What to work on.
1 > Copy from the cloud manager text, starting at the words "It is affiliated" and ending after "imitates Amazon S3.".
2 > List the cloud managers that the cloud manager text describes in its own headed sections.
3 > Pick up the cloud manager text after its final sentence and keep writing.

Text shown.

────────────────────────────────────────

This slideshow describes the whole process of setting up a cloud service, in which the cloud manager is only one part of the puzzle. They also evaluated Eucalyptus, OpenNebula and Nimbus (one packed slide for each). They ended up deploying all three. The distribution of emphasis: the physical nodes are dual quad core Xeons, and they put 8 on OpenNebula, 7 on Nimbus and 3 on Eucalyptus. The OpenNebula framework does the best at meeting our requirements, they say. They will focus on OpenNebula in the future. The main positive aspect of OpenNebula is that it can be adapted easily to their needs (which differ from Mathnet's).

Here are summaries of the features of these three cloud managers:

Eucalyptus

ATS is, or recently was, investigating Eucalyptus as the cloud manager for one of its big clusters. See this Wikipedia article about Eucalyptus. Its major features are:

Imitates the Amazon EC2 cloud, so administrative tools and user training on EC2 can be useful.
Users only interact with the VM's through the provided tools, and they are forbidden to interact with the underlying hardware.
For user files it uses an imitation of Amazon S3 distributed storage.
The administrative design is suited for large numbers of hosts in multiple clusters.
It really helps to have a dedicated range of addresses for each cluster, to be assigned to virtual machines.

OpenNebula

This cloud manager is suited to a medium-sized cluster in which the users are trustworthy. Its major features are:

It has more opportunities for customization than any of the others.
Users can request arbitrary VM configurations (vs. a preset list).
Users log in to the head node to obtain service; this is how authentication and authorization are handled.
It normally uses NFS for all file transfers. It can also use SCP, or some different shared filesystem such as AFS.
Unencrypted NFS is snoopable.
Once the VM is running, the user can log into it.
Because of its great flexibility, the demands on user training are greater than for other cloud managers.
OpenNebula has a plug-in so it can take EC2-style user requests.

Nimbus

This cloud manager is advertised as being for scientific computing. See this rather skimpy Wikipedia article about Nimbus. Its major features are:

It is affiliated with Globus and uses some of its components, specifically for authentication with X.509 certificates.
For image file storage they use Globus GridFTP or Cumulus, which imitates Amazon S3.

────────────────────────────────────────

Given information.
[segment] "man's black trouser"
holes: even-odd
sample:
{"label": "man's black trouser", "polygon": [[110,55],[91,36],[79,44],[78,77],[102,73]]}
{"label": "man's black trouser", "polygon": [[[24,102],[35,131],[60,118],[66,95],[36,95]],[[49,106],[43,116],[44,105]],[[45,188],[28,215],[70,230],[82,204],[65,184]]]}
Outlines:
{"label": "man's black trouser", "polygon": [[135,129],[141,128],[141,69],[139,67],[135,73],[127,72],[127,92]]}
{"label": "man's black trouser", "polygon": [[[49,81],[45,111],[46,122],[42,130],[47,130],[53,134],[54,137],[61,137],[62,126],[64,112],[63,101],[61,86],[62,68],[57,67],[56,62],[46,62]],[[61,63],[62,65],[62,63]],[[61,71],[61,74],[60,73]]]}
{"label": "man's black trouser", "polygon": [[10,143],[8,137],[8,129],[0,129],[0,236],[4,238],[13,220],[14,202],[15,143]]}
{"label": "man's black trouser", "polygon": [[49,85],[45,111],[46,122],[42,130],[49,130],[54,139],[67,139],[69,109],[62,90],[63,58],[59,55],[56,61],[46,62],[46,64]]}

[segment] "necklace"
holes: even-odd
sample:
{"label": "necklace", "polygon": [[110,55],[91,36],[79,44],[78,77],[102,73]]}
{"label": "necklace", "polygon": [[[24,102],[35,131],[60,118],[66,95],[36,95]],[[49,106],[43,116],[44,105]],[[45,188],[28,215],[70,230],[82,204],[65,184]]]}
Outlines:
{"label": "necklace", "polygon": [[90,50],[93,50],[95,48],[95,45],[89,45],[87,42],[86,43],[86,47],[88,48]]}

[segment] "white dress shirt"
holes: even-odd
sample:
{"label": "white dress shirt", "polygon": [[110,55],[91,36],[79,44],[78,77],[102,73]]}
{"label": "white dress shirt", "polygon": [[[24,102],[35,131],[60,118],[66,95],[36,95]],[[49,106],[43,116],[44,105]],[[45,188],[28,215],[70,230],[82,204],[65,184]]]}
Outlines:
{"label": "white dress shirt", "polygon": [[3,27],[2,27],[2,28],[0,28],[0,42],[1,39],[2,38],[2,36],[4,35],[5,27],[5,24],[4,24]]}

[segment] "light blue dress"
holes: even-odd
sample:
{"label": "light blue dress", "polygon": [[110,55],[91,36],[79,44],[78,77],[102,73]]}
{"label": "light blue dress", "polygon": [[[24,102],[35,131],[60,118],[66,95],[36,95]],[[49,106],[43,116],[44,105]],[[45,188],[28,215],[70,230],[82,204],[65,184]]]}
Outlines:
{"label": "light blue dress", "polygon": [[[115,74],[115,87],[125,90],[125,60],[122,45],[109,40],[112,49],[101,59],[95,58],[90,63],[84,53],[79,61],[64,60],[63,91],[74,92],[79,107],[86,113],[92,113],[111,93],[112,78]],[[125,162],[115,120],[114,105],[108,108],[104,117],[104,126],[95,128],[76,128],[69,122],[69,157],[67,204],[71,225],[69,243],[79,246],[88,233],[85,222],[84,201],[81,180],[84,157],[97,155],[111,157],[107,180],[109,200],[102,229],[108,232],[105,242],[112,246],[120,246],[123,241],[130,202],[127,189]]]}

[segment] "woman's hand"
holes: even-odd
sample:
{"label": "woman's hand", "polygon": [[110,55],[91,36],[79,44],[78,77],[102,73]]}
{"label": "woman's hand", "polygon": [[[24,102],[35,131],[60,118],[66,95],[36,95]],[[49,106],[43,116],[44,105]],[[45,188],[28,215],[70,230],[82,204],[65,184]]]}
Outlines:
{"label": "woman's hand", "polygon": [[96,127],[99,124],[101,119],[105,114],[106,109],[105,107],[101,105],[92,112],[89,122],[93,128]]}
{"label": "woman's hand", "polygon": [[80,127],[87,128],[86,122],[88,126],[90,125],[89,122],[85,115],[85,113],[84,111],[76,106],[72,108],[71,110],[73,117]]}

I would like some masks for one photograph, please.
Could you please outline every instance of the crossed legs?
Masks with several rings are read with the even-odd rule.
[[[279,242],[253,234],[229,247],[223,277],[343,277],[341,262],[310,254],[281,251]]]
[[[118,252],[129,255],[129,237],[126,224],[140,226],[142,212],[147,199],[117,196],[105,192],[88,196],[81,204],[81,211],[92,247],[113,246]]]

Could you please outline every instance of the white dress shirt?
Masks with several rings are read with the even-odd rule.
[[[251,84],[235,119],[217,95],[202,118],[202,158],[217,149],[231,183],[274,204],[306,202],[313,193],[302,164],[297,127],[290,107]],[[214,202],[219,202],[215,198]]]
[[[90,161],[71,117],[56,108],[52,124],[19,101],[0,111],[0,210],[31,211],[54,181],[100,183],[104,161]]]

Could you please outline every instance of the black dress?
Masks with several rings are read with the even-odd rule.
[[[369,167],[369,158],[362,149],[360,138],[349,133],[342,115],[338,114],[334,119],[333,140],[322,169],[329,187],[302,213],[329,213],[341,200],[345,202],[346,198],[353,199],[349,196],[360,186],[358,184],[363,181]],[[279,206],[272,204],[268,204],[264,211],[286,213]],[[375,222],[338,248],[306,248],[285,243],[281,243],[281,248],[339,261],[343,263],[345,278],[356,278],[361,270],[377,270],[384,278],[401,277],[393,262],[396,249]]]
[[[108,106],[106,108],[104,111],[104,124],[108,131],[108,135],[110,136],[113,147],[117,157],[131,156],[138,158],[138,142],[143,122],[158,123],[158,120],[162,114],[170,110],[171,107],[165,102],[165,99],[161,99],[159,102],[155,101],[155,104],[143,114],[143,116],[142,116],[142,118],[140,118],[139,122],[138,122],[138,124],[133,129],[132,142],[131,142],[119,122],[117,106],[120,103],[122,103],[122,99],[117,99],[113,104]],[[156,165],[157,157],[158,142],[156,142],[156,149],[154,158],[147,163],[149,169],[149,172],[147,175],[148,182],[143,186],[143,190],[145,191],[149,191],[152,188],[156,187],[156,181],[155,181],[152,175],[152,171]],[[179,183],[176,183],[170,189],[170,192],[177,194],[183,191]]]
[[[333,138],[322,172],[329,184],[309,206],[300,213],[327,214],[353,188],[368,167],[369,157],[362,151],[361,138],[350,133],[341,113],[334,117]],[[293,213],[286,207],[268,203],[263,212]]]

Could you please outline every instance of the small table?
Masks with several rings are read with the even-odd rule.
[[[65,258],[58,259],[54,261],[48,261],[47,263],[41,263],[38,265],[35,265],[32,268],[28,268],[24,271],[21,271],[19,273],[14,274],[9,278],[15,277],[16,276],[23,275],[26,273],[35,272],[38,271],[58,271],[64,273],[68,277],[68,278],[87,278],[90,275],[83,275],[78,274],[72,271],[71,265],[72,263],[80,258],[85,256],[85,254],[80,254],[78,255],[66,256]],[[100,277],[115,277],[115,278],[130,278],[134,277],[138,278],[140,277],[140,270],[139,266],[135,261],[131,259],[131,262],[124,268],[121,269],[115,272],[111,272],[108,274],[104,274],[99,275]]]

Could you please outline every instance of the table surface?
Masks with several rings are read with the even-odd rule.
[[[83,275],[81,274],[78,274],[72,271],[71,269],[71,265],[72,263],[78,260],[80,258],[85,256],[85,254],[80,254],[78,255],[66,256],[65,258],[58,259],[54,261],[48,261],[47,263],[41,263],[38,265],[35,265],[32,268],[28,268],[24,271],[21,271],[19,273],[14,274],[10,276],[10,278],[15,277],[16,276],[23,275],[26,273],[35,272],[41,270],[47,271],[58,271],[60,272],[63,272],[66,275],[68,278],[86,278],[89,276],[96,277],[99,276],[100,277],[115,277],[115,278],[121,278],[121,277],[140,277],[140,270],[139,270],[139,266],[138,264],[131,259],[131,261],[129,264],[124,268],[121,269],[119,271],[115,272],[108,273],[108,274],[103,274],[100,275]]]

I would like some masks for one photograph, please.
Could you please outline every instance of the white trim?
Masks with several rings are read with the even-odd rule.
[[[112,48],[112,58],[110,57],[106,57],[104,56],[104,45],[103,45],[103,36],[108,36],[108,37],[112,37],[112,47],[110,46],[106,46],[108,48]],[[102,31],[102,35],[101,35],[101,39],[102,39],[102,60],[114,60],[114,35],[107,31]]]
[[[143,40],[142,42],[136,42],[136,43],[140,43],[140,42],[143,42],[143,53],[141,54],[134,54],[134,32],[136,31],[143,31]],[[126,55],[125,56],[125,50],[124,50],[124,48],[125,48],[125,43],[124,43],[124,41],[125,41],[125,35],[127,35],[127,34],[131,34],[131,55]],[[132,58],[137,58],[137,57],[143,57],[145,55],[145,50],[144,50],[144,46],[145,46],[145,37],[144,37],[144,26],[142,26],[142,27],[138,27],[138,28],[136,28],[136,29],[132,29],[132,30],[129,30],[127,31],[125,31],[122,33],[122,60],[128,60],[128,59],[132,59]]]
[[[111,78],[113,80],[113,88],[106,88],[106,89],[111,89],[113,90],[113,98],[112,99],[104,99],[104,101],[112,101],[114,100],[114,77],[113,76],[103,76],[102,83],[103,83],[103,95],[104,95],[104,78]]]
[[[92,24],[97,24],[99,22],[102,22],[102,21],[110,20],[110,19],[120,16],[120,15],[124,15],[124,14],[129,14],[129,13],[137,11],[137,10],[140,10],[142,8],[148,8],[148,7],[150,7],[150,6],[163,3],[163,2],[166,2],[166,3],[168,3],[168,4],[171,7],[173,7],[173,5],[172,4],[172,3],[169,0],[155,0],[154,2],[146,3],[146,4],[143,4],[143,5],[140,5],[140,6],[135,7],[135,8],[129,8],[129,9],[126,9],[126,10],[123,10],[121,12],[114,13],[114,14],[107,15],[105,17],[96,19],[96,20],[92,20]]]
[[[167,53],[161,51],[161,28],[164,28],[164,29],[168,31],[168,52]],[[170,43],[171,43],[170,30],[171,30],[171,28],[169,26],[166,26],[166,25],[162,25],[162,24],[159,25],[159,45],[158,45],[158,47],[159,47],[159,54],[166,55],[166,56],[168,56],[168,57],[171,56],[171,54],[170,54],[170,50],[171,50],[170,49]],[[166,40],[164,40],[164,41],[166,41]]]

────────────────────────────────────────

Outputs.
1 >
It is affiliated with Globus and uses some of its components, specifically for authentication with X.509 certificates.
For image file storage they use Globus GridFTP or Cumulus, which imitates Amazon S3.

2 > Eucalyptus, OpenNebula, Nimbus

3 >
There is a lot of scope for administrative customization, but the users have less tweakability than under OpenNebula.
The cloud manager software has to do SSH onto any compute node. Apparently this is a problem in some contexts.
It puts a DHCP server on each physical compute node, an unusual arrangement.
It has good support for capacity allocation, which is lacking in the other cloud managers.
It can divert jobs to other services including Amazon EC2.

Do It Yourself

I'm afraid that all of these cloud managers are overkill for us. The steps to create a virtual machine have been detailed above, and the professional cloud managers provide a lot of services beyond this that are of little or no value to us. It would be prudent to at least install them and try them out, but we may very well decide that this layer of complexity is way overkill, and that we want to write our own virtual machine generator.

Job Queueing Systems

Since about 2002 we have used Sun Grid Engine (SGE) as our job queueing system on the Sixpac and Bamboo clusters, later extended to the Nemo cluster. Prior to that we used PBS on the Ficus cluster. We now have a new cluster, called Joshua, and it is time to think about upgrading our job queueing system, or at the very least, refurbishing SGE with the latest version.

The relation of the virtual cloud to the job queueing system can take two forms.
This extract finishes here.